### SELECTION:

* Begin *

Alps Epic Part 1: Tour des Combins (02/09/23-06/09/23)

It’s a while since I’ve written anything here!

In fact, it’s a while since I’ve written anything full stop. This will probably be the least action the blog has seen since I started it in 2015 (8 years ago!), but that’s partly because this year has involved the least cycling in quite some time. It’s been a busy year and an active summer, but last year I squeezed in so much two-wheeled adventuring (not to mention the stint working as a courier) that I haven’t felt too hungry to explore more by bike. That said, I couldn’t go the whole summer without one big ride – could I?

So now that I’ve flexed my leg muscles (and they’ve just about recovered now), I can now flex my fingers typing. I’ll start with a quick life-update: The day after I finished the last bikepacking trip (and entry here) – the Old Chalk Way in autumn – I received a job offer from komoot. A wonderful conclusion to a rather wet few days on the bike. Komoot is an app that helps people find adventure, plan routes, navigate whether they’re out cycling or hiking, and then share the trip with friends. An ‘on-brand’ match up, you could say. A dangerous one, too, for someone like myself who frequently loses large chunks of time daydreaming about new places I spot on the map.

Komoot is a fully remote company, with the team spread out across Europe. Every 4 months they get the whole company together somewhere on the continent, for a week working together. When I found out our September ‘Gathering’ would be taking place in the French Alps, an idea began to form.

We’d be staying in a resort near Manigod, which is up in the mountains behind Annecy. On the other side of the mountain – over Col de la Croix Fry – you start nearing the bigger peaks towards Mt Blanc. After I survived my first MTB-bikepacking trips in Scotland & Oman, I started dreaming about a bigger ride deep in the Alps. I came across the Tour des Combins routes on Bikepacking.com, and a sentence in the trail notes captured my imagination: Note that this loop can easily be connected to the most famous Tour du Mont Blanc to create an incredible and challenging bikepacking route.

Back in 2015, when I started my round-the-world ride by pedalling across Europe, I wanted to visit the Alps. I genuinely thought it would be impossible to cycle over them, so I skirted the mountains’ edges. When I rode through Austria I could see the snow-capped peaks in the distance, but that was as close as I dared ride.

When I took part in the Transcontinental Race in 2019, I had no choice but to ride straight through them. Fortunately I was slightly more experienced by then, not to mention riding a considerably lighter setup. On the way I knocked off some of the big classic Alps passes – by this point I’d learnt the word ‘col’ – including Timmelsjoch, Stelvio and Galibier. They were breathtaking. Roads far more epic than I’d known existed in Europe. (As you might have realised: I was never a Tour de France follower!).

The Torino-Nice Rally in 2021 was an opportunity to head deeper into the Alps, ride some more of the famous climbs, but also explore the mountains off-road. Tarmac is convenient, but when a road is paved you’ll never have the same peace-and-quiet. My favourite moments on the TNR were the dirt tracks that led you far from anything else. I didn’t even mind the short hike-a-bike sections, which might in hindsight have been the start of this year’s great escalation.

* End *

### RECORDED DATA:
* Begin *

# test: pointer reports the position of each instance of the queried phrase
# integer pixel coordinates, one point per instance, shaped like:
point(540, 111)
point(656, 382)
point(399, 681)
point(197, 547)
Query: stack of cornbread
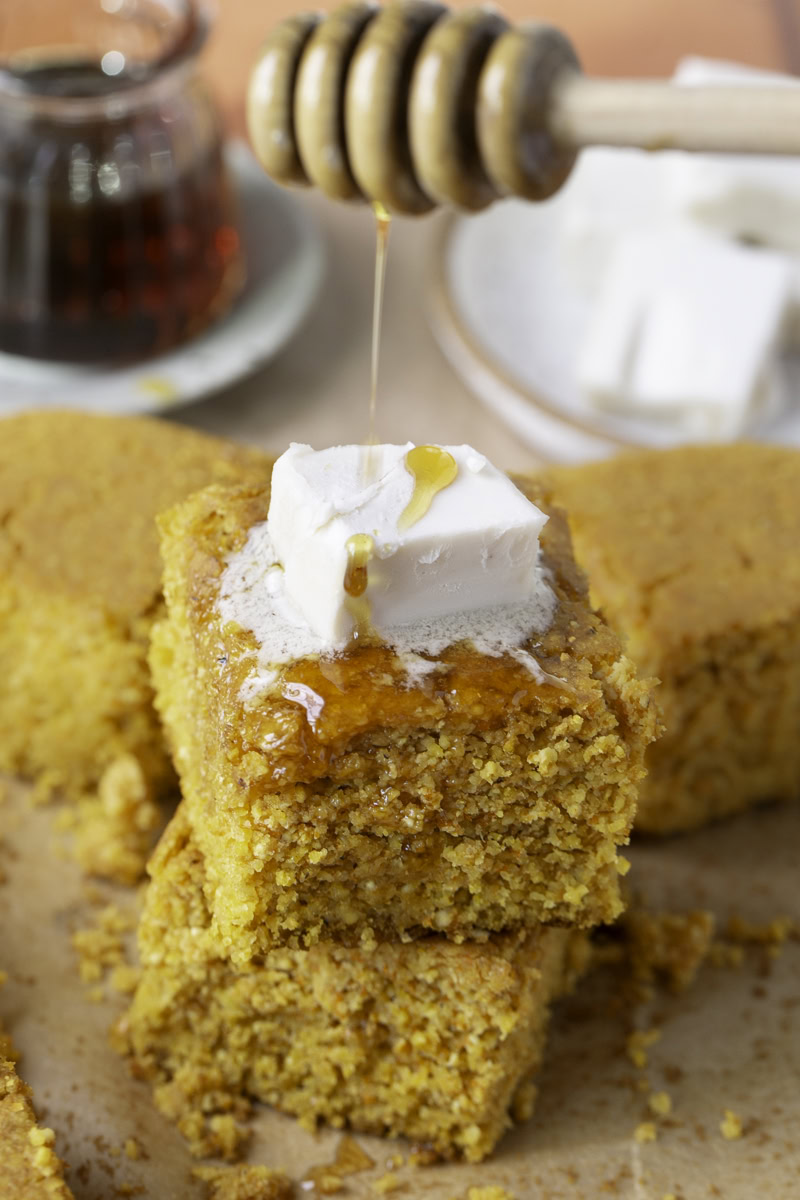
point(382, 868)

* End *

### TASK INSTRUCTIONS:
Carry the Alps bikepacking post onward from its final paragraph, on the Torino-Nice Rally. These entries have no connection to the text.

### EXPECTED ANSWER:
Those are the rides that led me to this idea: A big figure of eight joining both the TMB and TDC. They are both established hiking routes, and I was well aware that it would involve plenty of hiking – but if I was only going to embark on one trip this year I wanted it to be a biggie. I’d take the bus from Geneva Airport to Chamonix, find somewhere to leave a backpack with my work stuff (with an outfit that would hopefully have me look a respectable human rather than a dishevelled mountain goat), ride both routes, collect the bag and then pedal over to Manigod to meet my colleagues. Easy peasy, right?

I was given one piece of advice. Whatever you do, don’t ride the Tour de Mont Blanc when the UTMB is taking place. Once a year, the Ultra Trail Mont Blanc gets underway in early September. It’s one of the biggest trail running events of the year, and for a week Chamoinix becomes a circus. As it happened, the dates I had in mind meant starting at the very end of this week, but I quite liked the idea of seeing some of the UTMB action in town. Presumably the main race – the 100-miler along the full TMB route – would begin right away and so would have wrapped up earlier in the week. That, in hindsight, was a silly thing to assume.

Aside from the UK train strikes the day I was due to depart (I don’t even want to tell you how expensive that taxi was), the journey was rather painless. The Flix Bus to Chamonix goes straight from Geneva Airport and is pleasantly cheap (given how extortionate that airport is). There was a campsite just down the road from the bus stop in town, with cheap pitches for hikers & cyclists, so I had my tent pitched by dark before wandering down into town.

Chamonix was indeed a circus, but an incredibly charming one. I made my way to the race finish line and watched a few of the finishers from one of the shorter editions. There’s a whole bunch of different races, and it’s a little confusing trying to work out which is which and when they all finish. I struck up conversation with a Vietnamese chap standing next to me, who’d been on the support team for someone due to finish shortly. He told me the 100 mile runners had started a few hours ago, and so the first finishers would be wrapping up early in the afternoon the next day. Ah. And which direction were they running? Anti-clockwise. And which direction was I heading the next day? Clockwise. Of course.

I had a leisurely start the following day, mainly because my tubeless tyre had popped off the rim and I couldn’t get it to re-seat with my small pump. I began with an unexciting search for a bike shop with a track pump I could borrow, before packing up and riding back down to the race finish line to watch a few more finishers come in. I couldn’t be bothered to try and work out what distance they’d been doing. Whatever it was, it would have been staggering.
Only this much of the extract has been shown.